==== GIVEN DATA
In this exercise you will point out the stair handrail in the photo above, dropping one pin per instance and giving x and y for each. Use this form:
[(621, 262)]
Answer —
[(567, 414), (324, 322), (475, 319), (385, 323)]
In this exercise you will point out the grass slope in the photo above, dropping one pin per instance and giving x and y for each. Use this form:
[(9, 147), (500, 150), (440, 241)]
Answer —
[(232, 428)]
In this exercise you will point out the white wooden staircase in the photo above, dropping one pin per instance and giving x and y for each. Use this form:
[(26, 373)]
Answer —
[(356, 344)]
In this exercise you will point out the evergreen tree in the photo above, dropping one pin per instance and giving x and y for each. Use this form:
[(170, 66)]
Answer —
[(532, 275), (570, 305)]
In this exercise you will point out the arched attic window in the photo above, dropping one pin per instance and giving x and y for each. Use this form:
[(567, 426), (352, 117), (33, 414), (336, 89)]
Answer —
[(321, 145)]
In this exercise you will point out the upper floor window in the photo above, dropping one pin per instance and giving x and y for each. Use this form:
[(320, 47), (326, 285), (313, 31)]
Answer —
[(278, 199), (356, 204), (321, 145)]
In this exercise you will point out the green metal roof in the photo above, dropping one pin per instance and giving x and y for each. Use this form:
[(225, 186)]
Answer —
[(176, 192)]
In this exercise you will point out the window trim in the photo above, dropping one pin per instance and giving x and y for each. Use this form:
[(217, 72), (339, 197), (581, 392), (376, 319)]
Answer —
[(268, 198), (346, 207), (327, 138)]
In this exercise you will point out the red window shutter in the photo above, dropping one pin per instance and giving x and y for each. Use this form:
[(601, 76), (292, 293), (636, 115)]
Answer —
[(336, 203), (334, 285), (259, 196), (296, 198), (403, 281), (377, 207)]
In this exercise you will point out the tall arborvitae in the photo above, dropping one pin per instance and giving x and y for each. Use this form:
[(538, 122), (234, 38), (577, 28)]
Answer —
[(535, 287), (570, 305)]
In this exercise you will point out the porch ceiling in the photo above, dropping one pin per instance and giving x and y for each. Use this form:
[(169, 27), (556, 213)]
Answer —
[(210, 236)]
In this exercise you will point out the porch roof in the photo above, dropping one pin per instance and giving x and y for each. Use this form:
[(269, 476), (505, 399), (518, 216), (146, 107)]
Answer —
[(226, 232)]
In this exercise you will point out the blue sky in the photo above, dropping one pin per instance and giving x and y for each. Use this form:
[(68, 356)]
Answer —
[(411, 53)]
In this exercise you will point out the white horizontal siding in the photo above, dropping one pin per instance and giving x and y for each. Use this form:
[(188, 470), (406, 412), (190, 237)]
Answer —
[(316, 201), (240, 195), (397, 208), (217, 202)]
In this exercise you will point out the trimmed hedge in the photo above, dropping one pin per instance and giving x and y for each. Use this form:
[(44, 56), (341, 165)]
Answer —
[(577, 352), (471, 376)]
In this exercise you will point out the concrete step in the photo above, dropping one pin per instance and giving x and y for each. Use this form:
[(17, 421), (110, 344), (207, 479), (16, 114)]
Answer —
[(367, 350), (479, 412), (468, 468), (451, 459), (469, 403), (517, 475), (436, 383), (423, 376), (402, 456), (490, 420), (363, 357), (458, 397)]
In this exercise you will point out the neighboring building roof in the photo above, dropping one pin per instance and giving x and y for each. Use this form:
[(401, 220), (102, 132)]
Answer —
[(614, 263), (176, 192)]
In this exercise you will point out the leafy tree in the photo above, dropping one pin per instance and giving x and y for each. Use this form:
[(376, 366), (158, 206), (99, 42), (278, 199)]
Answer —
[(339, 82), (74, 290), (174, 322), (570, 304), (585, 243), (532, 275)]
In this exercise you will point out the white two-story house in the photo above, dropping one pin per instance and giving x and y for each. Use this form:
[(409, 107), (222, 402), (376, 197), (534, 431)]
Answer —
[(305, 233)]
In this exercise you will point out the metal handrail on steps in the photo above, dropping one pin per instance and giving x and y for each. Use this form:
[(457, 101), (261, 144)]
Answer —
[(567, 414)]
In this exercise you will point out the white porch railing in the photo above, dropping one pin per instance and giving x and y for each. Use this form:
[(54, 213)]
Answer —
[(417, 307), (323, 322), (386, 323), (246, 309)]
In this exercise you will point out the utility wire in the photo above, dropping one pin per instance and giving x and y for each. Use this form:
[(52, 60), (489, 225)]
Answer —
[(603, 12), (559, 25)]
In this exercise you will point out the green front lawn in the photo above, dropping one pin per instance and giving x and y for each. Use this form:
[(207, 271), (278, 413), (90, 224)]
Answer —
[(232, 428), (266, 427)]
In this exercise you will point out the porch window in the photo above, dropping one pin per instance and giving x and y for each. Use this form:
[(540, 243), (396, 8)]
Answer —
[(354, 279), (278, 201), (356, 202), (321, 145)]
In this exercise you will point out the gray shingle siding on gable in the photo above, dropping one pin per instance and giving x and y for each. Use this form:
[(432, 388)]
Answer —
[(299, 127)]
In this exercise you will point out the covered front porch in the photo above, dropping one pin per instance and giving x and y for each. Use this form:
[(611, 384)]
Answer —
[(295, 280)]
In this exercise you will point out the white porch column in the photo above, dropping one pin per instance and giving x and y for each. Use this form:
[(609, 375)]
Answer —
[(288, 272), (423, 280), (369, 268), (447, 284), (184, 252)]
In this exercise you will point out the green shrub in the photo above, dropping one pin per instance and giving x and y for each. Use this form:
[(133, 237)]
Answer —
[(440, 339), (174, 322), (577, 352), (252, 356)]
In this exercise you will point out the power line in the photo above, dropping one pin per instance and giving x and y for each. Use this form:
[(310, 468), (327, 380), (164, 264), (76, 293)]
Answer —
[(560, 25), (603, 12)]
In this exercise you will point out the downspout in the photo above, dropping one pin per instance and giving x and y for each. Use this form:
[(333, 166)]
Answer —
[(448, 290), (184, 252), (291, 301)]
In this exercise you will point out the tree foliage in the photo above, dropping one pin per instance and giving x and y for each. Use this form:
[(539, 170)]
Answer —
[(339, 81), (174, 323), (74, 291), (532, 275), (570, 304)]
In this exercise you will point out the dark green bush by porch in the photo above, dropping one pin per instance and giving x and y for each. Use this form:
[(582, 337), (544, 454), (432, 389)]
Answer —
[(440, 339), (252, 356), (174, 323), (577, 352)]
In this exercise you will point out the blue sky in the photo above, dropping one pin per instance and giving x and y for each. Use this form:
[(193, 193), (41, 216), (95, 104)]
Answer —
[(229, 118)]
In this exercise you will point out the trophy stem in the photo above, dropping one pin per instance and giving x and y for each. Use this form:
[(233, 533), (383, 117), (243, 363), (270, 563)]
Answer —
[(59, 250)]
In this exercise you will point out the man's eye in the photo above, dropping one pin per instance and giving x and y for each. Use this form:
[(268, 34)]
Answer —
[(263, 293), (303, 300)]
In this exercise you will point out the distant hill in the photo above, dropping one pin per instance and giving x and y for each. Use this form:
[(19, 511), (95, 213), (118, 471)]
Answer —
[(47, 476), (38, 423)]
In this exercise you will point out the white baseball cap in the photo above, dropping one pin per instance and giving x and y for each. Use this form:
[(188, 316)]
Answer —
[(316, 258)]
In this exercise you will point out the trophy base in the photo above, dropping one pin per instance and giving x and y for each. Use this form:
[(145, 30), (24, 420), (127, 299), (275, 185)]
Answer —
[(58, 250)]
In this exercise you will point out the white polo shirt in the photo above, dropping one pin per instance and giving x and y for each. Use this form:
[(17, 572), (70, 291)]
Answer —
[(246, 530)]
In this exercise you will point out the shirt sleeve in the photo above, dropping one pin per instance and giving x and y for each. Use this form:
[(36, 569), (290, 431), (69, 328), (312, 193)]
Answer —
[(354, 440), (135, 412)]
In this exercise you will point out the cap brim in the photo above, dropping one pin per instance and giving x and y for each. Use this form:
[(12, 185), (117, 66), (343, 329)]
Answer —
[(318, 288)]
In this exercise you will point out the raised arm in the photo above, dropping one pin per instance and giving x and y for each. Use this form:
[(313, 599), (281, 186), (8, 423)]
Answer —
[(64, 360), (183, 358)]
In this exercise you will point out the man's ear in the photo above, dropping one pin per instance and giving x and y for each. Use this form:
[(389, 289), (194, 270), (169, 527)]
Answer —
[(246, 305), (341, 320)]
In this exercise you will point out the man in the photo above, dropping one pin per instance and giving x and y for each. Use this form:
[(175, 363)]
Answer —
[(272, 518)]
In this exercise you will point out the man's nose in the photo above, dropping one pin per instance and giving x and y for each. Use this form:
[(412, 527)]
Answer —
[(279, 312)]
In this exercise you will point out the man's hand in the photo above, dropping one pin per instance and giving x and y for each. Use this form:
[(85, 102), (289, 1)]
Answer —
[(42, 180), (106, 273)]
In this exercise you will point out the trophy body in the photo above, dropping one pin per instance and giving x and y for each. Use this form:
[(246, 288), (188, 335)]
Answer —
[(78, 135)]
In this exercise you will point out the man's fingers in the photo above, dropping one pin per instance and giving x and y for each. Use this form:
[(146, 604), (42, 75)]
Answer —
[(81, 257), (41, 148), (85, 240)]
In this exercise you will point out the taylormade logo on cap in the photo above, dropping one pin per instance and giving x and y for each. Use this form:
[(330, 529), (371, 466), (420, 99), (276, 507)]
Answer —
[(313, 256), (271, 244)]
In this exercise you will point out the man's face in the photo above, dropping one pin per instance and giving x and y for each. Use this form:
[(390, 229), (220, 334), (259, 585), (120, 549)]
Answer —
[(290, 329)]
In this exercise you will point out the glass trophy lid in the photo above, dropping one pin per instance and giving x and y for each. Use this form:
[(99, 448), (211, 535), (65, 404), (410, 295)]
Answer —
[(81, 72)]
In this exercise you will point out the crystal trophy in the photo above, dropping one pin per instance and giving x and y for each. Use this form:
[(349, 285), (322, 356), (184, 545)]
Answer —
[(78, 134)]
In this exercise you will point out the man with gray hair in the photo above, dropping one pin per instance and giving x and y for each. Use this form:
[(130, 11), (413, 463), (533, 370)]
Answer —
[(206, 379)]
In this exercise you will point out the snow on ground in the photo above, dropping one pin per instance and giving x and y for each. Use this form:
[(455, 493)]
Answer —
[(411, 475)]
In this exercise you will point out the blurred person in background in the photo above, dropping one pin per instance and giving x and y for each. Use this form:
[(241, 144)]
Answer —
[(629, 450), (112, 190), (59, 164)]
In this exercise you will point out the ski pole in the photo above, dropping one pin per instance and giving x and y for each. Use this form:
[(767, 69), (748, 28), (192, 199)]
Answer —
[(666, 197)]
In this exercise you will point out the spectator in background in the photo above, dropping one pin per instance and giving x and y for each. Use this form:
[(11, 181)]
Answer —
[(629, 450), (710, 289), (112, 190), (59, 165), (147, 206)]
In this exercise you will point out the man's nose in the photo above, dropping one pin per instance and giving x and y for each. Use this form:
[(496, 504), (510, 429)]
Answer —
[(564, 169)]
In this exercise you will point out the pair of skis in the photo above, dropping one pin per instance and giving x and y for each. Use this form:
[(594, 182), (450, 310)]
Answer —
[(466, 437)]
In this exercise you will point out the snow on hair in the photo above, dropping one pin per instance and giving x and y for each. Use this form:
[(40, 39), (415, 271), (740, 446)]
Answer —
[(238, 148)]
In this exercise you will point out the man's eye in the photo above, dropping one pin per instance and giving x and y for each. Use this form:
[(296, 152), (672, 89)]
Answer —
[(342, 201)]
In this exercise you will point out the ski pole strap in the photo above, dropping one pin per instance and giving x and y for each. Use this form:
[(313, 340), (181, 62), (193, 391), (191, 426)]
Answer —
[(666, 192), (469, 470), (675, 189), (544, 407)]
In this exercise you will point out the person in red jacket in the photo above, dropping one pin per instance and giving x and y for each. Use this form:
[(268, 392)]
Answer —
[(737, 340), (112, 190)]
========
=== PROBLEM REQUIREMENTS ===
Only the last part of the records is wanted. Repeat it exactly, beginning at the line containing "In this exercise you will point out the person" and ending at the final line.

=== ANSWER FOR THIS EXERCISE ===
In this exercise you will point out the person in red jacket in the photo above, dropping one pin per instance and giving x and y for each. Use this form:
[(268, 392)]
Answer —
[(737, 340), (112, 190)]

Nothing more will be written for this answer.